SET EXERCISE
Update the items below so that each "Target" reads "Object", with every other part left unchanged.

(Dataset excerpts on object pointing)
==========
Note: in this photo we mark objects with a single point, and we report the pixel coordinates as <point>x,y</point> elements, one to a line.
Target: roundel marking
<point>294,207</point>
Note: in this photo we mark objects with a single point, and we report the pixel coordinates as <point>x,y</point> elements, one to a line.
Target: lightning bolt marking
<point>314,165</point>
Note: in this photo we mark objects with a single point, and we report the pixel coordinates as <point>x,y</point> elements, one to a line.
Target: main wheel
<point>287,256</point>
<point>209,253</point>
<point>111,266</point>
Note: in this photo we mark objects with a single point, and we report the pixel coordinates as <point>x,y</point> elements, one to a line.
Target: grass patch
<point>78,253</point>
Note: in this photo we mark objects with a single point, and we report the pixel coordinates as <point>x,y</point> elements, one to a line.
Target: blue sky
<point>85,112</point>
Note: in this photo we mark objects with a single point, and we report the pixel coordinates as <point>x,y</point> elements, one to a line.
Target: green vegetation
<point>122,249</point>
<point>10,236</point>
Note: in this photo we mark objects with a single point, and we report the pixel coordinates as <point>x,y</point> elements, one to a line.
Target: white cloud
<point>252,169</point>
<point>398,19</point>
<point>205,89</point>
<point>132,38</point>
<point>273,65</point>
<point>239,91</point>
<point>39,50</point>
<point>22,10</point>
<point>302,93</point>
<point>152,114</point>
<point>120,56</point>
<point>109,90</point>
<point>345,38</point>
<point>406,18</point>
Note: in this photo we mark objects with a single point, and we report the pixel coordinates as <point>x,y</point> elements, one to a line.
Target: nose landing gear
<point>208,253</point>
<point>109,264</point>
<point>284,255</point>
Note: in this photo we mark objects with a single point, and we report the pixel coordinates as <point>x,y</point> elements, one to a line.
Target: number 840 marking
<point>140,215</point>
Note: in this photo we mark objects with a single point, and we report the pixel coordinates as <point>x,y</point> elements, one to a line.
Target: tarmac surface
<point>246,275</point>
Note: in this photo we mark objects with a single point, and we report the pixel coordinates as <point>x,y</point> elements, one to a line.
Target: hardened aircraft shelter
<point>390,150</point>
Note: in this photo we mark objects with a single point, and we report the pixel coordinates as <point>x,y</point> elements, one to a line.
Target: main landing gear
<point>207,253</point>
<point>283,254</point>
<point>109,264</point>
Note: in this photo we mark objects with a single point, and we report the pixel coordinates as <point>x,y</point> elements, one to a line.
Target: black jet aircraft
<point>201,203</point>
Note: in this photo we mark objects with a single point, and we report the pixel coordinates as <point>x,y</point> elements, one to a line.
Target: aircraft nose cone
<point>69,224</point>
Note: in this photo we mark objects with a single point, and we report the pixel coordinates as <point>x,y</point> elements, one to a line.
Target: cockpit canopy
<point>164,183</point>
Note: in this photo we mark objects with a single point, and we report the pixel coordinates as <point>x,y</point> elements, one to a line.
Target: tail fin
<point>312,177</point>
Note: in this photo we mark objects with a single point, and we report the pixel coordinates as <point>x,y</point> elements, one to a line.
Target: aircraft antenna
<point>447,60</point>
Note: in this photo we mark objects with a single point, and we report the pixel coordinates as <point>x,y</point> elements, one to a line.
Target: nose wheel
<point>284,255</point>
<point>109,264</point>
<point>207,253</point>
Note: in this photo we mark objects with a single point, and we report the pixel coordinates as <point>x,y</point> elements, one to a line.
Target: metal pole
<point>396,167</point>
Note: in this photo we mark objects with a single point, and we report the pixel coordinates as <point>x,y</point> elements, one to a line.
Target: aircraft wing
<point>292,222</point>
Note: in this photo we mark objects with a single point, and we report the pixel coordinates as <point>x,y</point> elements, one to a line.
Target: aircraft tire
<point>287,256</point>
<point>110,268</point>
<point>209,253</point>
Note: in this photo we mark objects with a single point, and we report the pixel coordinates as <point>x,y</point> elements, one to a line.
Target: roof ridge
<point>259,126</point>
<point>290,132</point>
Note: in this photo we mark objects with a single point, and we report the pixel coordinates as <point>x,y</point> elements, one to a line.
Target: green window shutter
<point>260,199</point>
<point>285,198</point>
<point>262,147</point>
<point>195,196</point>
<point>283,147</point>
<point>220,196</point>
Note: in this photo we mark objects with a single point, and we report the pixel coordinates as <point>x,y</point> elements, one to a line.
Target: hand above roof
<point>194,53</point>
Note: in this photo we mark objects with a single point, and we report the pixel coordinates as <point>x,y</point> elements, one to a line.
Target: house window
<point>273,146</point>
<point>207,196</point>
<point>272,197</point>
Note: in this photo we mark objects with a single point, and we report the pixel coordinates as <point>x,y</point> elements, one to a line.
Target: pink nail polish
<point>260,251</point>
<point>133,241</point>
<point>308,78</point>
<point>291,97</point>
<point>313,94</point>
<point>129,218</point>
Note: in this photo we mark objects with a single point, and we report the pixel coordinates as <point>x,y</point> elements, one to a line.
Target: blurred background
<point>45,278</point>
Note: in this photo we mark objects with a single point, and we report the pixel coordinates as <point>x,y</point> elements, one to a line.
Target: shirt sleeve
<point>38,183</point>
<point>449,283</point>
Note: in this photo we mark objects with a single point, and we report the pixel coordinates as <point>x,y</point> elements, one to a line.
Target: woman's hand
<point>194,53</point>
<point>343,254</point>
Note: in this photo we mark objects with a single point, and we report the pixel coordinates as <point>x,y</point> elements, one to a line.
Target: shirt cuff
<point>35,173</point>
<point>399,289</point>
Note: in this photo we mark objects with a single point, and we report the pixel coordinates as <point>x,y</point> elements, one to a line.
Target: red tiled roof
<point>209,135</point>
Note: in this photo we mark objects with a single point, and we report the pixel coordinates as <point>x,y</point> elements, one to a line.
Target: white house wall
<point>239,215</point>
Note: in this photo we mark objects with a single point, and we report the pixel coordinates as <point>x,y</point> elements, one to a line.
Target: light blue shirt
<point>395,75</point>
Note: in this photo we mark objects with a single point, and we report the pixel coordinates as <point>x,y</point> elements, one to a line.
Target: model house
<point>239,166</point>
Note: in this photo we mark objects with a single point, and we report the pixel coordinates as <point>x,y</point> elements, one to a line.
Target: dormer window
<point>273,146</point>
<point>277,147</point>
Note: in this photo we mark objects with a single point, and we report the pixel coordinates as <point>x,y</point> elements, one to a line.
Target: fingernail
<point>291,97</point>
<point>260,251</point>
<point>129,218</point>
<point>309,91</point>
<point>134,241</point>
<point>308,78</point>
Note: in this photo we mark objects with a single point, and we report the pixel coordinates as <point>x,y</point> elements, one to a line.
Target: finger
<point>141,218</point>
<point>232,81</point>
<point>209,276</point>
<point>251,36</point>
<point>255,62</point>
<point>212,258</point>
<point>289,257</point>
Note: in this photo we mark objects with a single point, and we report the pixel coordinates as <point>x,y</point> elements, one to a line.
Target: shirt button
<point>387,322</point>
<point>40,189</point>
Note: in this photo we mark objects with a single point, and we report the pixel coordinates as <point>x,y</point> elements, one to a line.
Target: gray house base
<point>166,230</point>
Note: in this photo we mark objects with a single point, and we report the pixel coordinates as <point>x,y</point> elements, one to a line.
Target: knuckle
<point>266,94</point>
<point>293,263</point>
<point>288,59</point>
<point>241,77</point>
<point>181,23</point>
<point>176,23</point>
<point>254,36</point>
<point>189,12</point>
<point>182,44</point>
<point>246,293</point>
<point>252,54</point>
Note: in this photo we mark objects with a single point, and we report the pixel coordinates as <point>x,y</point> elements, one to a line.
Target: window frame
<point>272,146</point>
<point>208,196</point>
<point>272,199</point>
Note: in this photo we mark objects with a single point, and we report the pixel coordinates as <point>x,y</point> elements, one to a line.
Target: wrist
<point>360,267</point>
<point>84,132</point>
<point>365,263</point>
==========
WRITTEN REPLY
Note: in this photo we mark objects with a single point, and we report the pixel coordinates as <point>x,y</point> elements, one to a line.
Object: roundel marking
<point>294,207</point>
Note: in this photo we mark objects with a single point, and we report the pixel coordinates as <point>x,y</point> elements, one to a line.
Object: lightning bolt marking
<point>314,165</point>
Note: in this photo we mark objects with a single point, and we report the pixel coordinates as <point>x,y</point> elements, one to a line.
Object: main wheel
<point>287,256</point>
<point>209,253</point>
<point>111,266</point>
Note: in this photo we mark objects with a single point, and we report the pixel coordinates as <point>x,y</point> elements, one to a line.
Object: grass patch
<point>78,253</point>
Note: in this photo we mark objects with a single point, and we report the pixel coordinates as <point>x,y</point> elements, one to a line.
Object: blue sky
<point>85,112</point>
Note: in this photo we mark objects with a single point, and we report the pixel coordinates as <point>x,y</point> elements, one to a line.
Object: green vegetation
<point>122,249</point>
<point>10,236</point>
Note: in this photo we mark objects with a single point, and we report the pixel coordinates as <point>x,y</point> elements, one to a line.
Object: white cloud
<point>252,169</point>
<point>398,19</point>
<point>205,89</point>
<point>132,38</point>
<point>273,65</point>
<point>239,91</point>
<point>39,50</point>
<point>22,10</point>
<point>302,93</point>
<point>152,114</point>
<point>120,56</point>
<point>109,90</point>
<point>345,38</point>
<point>406,18</point>
Note: in this photo we mark objects with a single point, and we report the pixel coordinates as <point>x,y</point> elements, one to a line.
Object: nose landing gear
<point>208,253</point>
<point>109,264</point>
<point>284,255</point>
Note: in this photo we mark objects with a single point, and we report the pixel coordinates as <point>x,y</point> elements, one to a line.
Object: number 840 marking
<point>140,215</point>
Note: in this photo we mark objects with a single point, and we report the pixel coordinates as <point>x,y</point> elements, one to a line.
Object: tarmac surface
<point>246,275</point>
Note: in this photo we mark objects with a single point, and we report the pixel coordinates as <point>x,y</point> elements, one to a line.
Object: hardened aircraft shelter
<point>390,150</point>
Note: in this photo we mark objects with a single point, and we report the pixel coordinates as <point>x,y</point> elements, one to a line.
Object: main landing gear
<point>207,253</point>
<point>283,254</point>
<point>109,264</point>
Note: in this photo we mark objects with a single point, and we report the pixel coordinates as <point>x,y</point> elements, one to a line.
Object: black jet aircraft
<point>201,203</point>
Note: in this photo we mark objects with a single point, and we report the pixel coordinates as <point>x,y</point> elements, one to a line.
Object: aircraft nose cone
<point>69,224</point>
Note: in this photo we mark objects with a single point, and we report the pixel coordinates as <point>x,y</point> elements, one to a line.
Object: cockpit canopy
<point>164,183</point>
Note: in this photo we mark objects with a single point, and we report the pixel coordinates as <point>x,y</point> elements, one to a line.
Object: tail fin
<point>312,177</point>
Note: in this photo we mark objects with a single point, and we report the pixel coordinates as <point>x,y</point> elements, one to a line.
Object: aircraft antenna
<point>447,60</point>
Note: in this photo we mark objects with a single point, and we report the pixel coordinates as <point>x,y</point> elements, one to a line.
Object: nose wheel
<point>284,255</point>
<point>109,264</point>
<point>207,253</point>
Note: in this photo we mark objects with a single point, and we report the pixel coordinates as <point>x,y</point> elements, one to a line.
Object: metal pole
<point>396,167</point>
Note: in this photo we mark objects with a single point, and we report the pixel coordinates as <point>x,y</point> elements, one to a line.
Object: aircraft wing
<point>292,222</point>
Note: in this photo we mark objects with a single point, and we report the pixel coordinates as <point>x,y</point> elements, one to a line.
Object: aircraft tire
<point>287,256</point>
<point>110,268</point>
<point>209,253</point>
Note: in this photo we mark objects with a single point, and we report the pixel coordinates as <point>x,y</point> elements, one to a line.
Object: roof ridge
<point>259,126</point>
<point>290,132</point>
Note: in this photo we mark objects with a single point, and we report the pixel coordinates as <point>x,y</point> elements, one to a line.
Object: green window shutter
<point>260,199</point>
<point>285,198</point>
<point>262,147</point>
<point>195,196</point>
<point>283,147</point>
<point>220,196</point>
Note: in this photo we mark objects with a single point, and we report the pixel coordinates as <point>x,y</point> elements, one to a line.
Object: hand above roof
<point>194,53</point>
Note: in this photo we mark objects with a single point, and we report the pixel coordinates as <point>x,y</point> elements, one to a line.
Object: house window
<point>273,146</point>
<point>207,196</point>
<point>272,197</point>
Note: in this photo we mark objects with a single point, and we report the pixel coordinates as <point>x,y</point> elements, one to a line.
Object: pink nail polish
<point>260,251</point>
<point>133,241</point>
<point>308,78</point>
<point>291,97</point>
<point>313,94</point>
<point>129,218</point>
Note: in this photo we mark objects with a single point, and we report the pixel coordinates as <point>x,y</point> elements, one to a line.
Object: blurred background
<point>45,278</point>
Note: in this photo we mark objects with a single point, and we report the pixel coordinates as <point>x,y</point> elements, one to a line.
Object: shirt sleeve
<point>38,183</point>
<point>449,283</point>
Note: in this photo we mark objects with a single point, and we report the pixel coordinates as <point>x,y</point> elements, one to a line.
Object: woman's hand
<point>194,53</point>
<point>343,254</point>
Note: in this photo we mark objects with a single point, and we report the pixel coordinates as <point>x,y</point> elements, one to a line.
Object: shirt cuff
<point>35,173</point>
<point>399,289</point>
Note: in this photo we mark objects with a single point, and we report the pixel coordinates as <point>x,y</point> elements, one to a line.
Object: red tiled roof
<point>209,135</point>
Note: in this photo we mark objects with a single point, and we report the pixel coordinates as <point>x,y</point> elements, one to a line.
Object: white house wall
<point>239,215</point>
Note: in this photo we mark objects with a single point, and we report the pixel coordinates as <point>x,y</point> elements, one to a line.
Object: light blue shirt
<point>395,75</point>
Note: in this photo we mark objects with a single point, and we report the pixel coordinates as <point>x,y</point> elements, one to a line.
Object: model house
<point>239,166</point>
Note: in this photo we mark objects with a single point, and we report the pixel coordinates as <point>x,y</point> elements, one to a line.
Object: dormer window
<point>273,146</point>
<point>277,147</point>
Note: in this photo we mark objects with a single point, and we report the pixel coordinates as <point>x,y</point> elements, one to a line.
Object: fingernail
<point>291,97</point>
<point>260,251</point>
<point>129,218</point>
<point>309,91</point>
<point>134,241</point>
<point>308,78</point>
Note: in this photo we mark objects with a single point, and we report the pixel coordinates as <point>x,y</point> elements, one to a line.
Object: finger
<point>141,218</point>
<point>232,81</point>
<point>209,276</point>
<point>251,36</point>
<point>255,62</point>
<point>212,258</point>
<point>289,257</point>
Note: in this photo we mark objects with a single point, and we report the pixel coordinates as <point>x,y</point> elements, one to a line.
Object: shirt button
<point>387,322</point>
<point>40,189</point>
Note: in this photo we mark objects with a single point, and we report the pixel coordinates as <point>x,y</point> elements, one to a line.
Object: gray house base
<point>166,230</point>
Note: in this photo we mark objects with a single point, and we report the pixel coordinates as <point>x,y</point> elements, one to a line.
Object: knuckle
<point>266,94</point>
<point>293,263</point>
<point>288,59</point>
<point>241,77</point>
<point>181,23</point>
<point>176,23</point>
<point>254,36</point>
<point>189,12</point>
<point>182,44</point>
<point>246,293</point>
<point>252,54</point>
Note: in this photo we mark objects with a single point, and we report the pixel coordinates as <point>x,y</point> elements, one to a line.
Object: window frame
<point>272,146</point>
<point>208,196</point>
<point>272,199</point>
Note: in this photo we mark objects with a single point, and we report the pixel coordinates as <point>x,y</point> elements, one to a line.
Object: wrist
<point>360,267</point>
<point>84,132</point>
<point>365,263</point>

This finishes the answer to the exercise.